▶ [Work to complete]: Would you reproduce the data below exactly, please, leaving out its images?

═════ Given data ═════

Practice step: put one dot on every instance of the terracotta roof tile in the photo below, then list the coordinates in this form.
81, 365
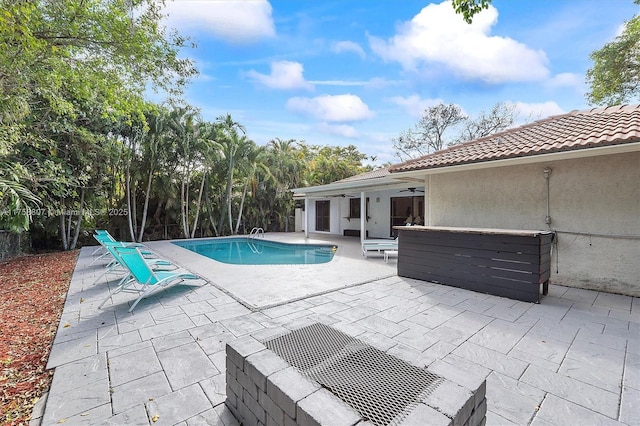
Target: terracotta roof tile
573, 131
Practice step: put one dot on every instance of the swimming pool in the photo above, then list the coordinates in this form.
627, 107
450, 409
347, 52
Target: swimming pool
245, 251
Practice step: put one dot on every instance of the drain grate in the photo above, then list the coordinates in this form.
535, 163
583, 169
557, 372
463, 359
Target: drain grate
382, 388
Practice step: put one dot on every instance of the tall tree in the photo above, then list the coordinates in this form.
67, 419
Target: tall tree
615, 76
428, 134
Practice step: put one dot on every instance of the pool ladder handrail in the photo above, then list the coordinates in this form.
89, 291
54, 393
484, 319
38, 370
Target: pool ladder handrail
256, 232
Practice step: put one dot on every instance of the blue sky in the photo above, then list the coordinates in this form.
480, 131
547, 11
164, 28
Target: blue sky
362, 71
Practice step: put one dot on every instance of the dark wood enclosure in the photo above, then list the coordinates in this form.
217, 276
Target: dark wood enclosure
508, 263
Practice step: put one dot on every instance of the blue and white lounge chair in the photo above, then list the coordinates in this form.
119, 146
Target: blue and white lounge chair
116, 266
379, 245
144, 280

═════

▶ [Written solution]:
Practice step: put one dot on every instance of the terracotta roof tile in the photo below, then list the coordinates in this form.
81, 365
Target: terracotta roof tile
573, 131
Practice step: put one dot on every instance of the swimming pool in the photo above, then list the coordinates in this form.
627, 107
450, 409
347, 52
Target: swimming pool
245, 251
Practice step: put one dot on every instance of the drain grate in the photo above, then list the coordinates in this form.
535, 163
583, 169
557, 372
463, 359
Target: drain grate
382, 388
Practice step: put one dot on every instance of the tall tree in the photo above, then list the coordinates in this form.
67, 419
Target: tall tree
615, 76
428, 134
Practice step: put one dot on every instance of the pool ladder handrail in the photo above, then list the coordinates in this form.
89, 291
54, 393
484, 319
38, 370
Target: pool ladder handrail
256, 232
Practice step: put one dot on every instance of the blue sky in the photo above, then list the coordinates in this form.
480, 131
547, 11
164, 28
Target: blue sky
362, 71
Practice step: put one dot on every instance of the dark wood enclosure in the photo above, then list the coordinates in this form.
217, 276
Target: dark wood enclosure
508, 263
Practice step: put one dot on every instance of the blue and white lounge chair in the photo above, then list the coordinates in this form.
119, 146
Target: blue and white lounge chair
116, 266
379, 245
144, 280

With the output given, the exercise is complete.